Set problem
Quote the listing below in its entirety.

[Point labeling dataset excerpts]

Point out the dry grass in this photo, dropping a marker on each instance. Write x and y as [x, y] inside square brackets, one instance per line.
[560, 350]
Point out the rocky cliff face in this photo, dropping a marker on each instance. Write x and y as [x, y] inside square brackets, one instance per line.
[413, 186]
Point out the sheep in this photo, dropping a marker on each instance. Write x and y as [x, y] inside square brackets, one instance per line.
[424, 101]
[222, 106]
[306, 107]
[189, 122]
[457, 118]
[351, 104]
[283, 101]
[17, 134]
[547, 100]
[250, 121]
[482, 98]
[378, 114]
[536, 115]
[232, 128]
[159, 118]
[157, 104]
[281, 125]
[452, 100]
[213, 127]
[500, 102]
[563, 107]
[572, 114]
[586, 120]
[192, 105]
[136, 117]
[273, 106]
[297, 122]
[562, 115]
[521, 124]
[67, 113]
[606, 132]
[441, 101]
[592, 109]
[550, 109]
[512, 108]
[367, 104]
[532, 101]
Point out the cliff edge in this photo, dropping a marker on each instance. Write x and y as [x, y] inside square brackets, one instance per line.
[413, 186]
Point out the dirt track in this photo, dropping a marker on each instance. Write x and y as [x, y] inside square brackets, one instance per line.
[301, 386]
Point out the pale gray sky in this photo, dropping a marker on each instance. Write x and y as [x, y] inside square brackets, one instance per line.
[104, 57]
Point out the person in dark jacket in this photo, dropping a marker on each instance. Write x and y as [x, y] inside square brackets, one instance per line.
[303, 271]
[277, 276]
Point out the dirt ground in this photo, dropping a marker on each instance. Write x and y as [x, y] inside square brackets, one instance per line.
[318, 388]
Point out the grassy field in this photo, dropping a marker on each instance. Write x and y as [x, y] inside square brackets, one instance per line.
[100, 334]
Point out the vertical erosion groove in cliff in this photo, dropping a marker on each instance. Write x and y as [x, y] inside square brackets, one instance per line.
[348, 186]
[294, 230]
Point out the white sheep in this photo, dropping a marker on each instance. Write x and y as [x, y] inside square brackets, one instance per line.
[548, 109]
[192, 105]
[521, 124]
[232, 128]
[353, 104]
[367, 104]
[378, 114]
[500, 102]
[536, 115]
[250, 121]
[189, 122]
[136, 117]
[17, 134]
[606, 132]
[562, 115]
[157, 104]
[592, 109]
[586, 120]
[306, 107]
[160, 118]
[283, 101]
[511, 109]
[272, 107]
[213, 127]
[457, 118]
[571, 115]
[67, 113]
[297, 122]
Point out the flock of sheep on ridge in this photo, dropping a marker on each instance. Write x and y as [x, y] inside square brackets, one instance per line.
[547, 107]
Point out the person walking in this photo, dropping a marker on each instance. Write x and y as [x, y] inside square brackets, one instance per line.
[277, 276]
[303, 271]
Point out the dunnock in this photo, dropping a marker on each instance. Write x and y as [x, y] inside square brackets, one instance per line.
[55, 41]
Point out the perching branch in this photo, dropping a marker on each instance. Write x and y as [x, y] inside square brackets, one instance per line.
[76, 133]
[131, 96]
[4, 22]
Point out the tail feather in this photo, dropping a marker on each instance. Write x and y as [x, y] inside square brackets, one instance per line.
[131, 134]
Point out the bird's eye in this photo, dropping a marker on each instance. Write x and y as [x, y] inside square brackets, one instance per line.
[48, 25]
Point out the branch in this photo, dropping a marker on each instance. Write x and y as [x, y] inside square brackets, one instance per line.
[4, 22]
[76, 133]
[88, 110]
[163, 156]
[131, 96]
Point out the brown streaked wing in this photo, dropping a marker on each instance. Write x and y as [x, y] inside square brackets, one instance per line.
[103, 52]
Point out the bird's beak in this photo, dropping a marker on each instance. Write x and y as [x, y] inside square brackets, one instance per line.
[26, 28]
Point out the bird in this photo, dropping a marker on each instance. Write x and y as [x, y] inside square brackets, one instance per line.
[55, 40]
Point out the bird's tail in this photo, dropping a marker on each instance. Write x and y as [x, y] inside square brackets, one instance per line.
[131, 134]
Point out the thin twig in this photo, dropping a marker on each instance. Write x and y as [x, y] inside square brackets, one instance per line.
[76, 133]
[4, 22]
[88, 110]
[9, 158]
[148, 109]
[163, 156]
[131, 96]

Solution to this problem
Point out the dry grass in this photo, dropping a marker on each instance. Write x and y as [x, y] inside square brackets, one instance per line.
[560, 350]
Point out the rocky cliff face in this photo, dropping a marker on each instance. Write x and y as [x, y] inside square brackets, one instance per line.
[413, 186]
Point out the sheep in this photo, dropping a marker on each instance. Write x and y as [x, y] inside square brackets, one instance per line.
[424, 101]
[222, 106]
[306, 107]
[189, 122]
[457, 118]
[351, 104]
[283, 101]
[17, 134]
[547, 100]
[250, 121]
[482, 98]
[378, 114]
[536, 115]
[232, 128]
[159, 118]
[157, 104]
[281, 125]
[452, 100]
[213, 127]
[500, 102]
[563, 107]
[572, 114]
[586, 120]
[192, 105]
[136, 117]
[273, 106]
[297, 122]
[562, 115]
[521, 124]
[67, 113]
[606, 132]
[441, 101]
[592, 109]
[550, 109]
[512, 108]
[367, 104]
[532, 101]
Point out the cliff edge in this photo, dropping a marker on each instance. Write x and y as [x, y] inside square brackets, one instance per line.
[413, 186]
Point out the dirt track in this photo, dropping a marker on each instance. Write x and y as [x, y] inside square brackets, one instance per line.
[301, 386]
Point out the pale gray sky in this photo, dropping a marker on each instance. Write x and y as [x, y] inside square brackets, one instance per line.
[104, 57]
Point out the person in dark jacket in this photo, dropping a marker on each instance. Write x and y as [x, y] inside square brackets, one instance per line.
[303, 271]
[277, 276]
Point out the dirt ground in this photo, dropping a marker on each instance. Write x and y as [x, y] inside square brackets, one instance per line.
[318, 388]
Point out the grassy field in this photo, dropping a marker on each instance. Write x and y as [x, y] inside square brackets, one instance per line.
[100, 334]
Point out the vertical erosion groove in cliff in this photo, dropping a marker on each instance. Write x and y as [x, y] inside square brackets, one instance per line.
[348, 186]
[294, 230]
Point out the white sheep in this photo, dropping a marker on each instance. Write x and y as [x, y] inside square brackets, one instance per line.
[548, 109]
[192, 105]
[521, 124]
[232, 128]
[353, 104]
[367, 104]
[378, 114]
[500, 102]
[536, 115]
[250, 121]
[189, 122]
[136, 117]
[17, 134]
[606, 132]
[562, 115]
[157, 104]
[592, 109]
[586, 120]
[306, 107]
[160, 118]
[283, 101]
[511, 109]
[272, 107]
[213, 127]
[457, 118]
[571, 115]
[67, 113]
[297, 122]
Point out the flock of sheep on ridge in this photo, dropping a marker on each instance. Write x and y as [x, y] inside square brackets, one instance per line.
[547, 107]
Point out the person walking in this photo, dropping a marker on each instance. Write x and y as [x, y] inside square brackets, one instance per line.
[277, 276]
[303, 271]
Point out the dunnock in this photo, dropping a marker on each instance. Write x and y as [x, y] inside square brackets, one instance per line.
[55, 41]
Point out the perching branch in this photo, dropping a marker on each instance. Write x and y as [x, y] inside square brackets, one instance per line.
[76, 133]
[131, 96]
[4, 22]
Point out the tail feather in this photo, dropping a marker on each instance. Write x and y as [x, y] inside square brackets, one instance per line.
[131, 134]
Point out the bird's eye in this photo, dropping a marker on each instance. Write x and y as [x, y] inside square brackets, one instance per line.
[48, 25]
Point out the branch in this photo, dropping a marker on each instance. Write x and y as [x, y] inside square brackets, one instance per line.
[4, 22]
[76, 133]
[88, 110]
[163, 156]
[131, 96]
Point out the brown streaked wing in this photo, dropping a marker on each instance. Write x and y as [x, y] inside square brackets, one instance per line.
[103, 52]
Point out the bird's beak in this photo, dropping a marker on each instance. Write x and y as [x, y] inside square brackets, one instance per line.
[26, 28]
Point out the bird in this photo, dropping a marker on each instance. Write x and y as [x, y] inside square brackets, one instance per line.
[55, 40]
Point out the bird's tail in this photo, dropping a marker on each instance. Write x and y as [x, y] inside square brackets, one instance per line.
[131, 134]
Point out the thin twig in this photo, dropping a marker on each instance. Write x and y as [x, y] inside square brackets, one instance per line.
[76, 133]
[4, 22]
[88, 110]
[9, 158]
[148, 109]
[163, 156]
[131, 96]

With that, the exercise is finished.